Instruction - Can you write out each line of the entries below as a JSON list of strings, one string per line, with blank lines left out?

Pointing dataset entries -
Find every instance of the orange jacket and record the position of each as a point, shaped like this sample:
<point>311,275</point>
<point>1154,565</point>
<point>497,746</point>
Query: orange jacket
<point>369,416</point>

The reply -
[
  "Find every instance of the orange jacket and record the position of each as a point, shaped like this sample:",
  "<point>311,275</point>",
  "<point>1154,565</point>",
  "<point>497,746</point>",
  "Query: orange jacket",
  "<point>369,416</point>"
]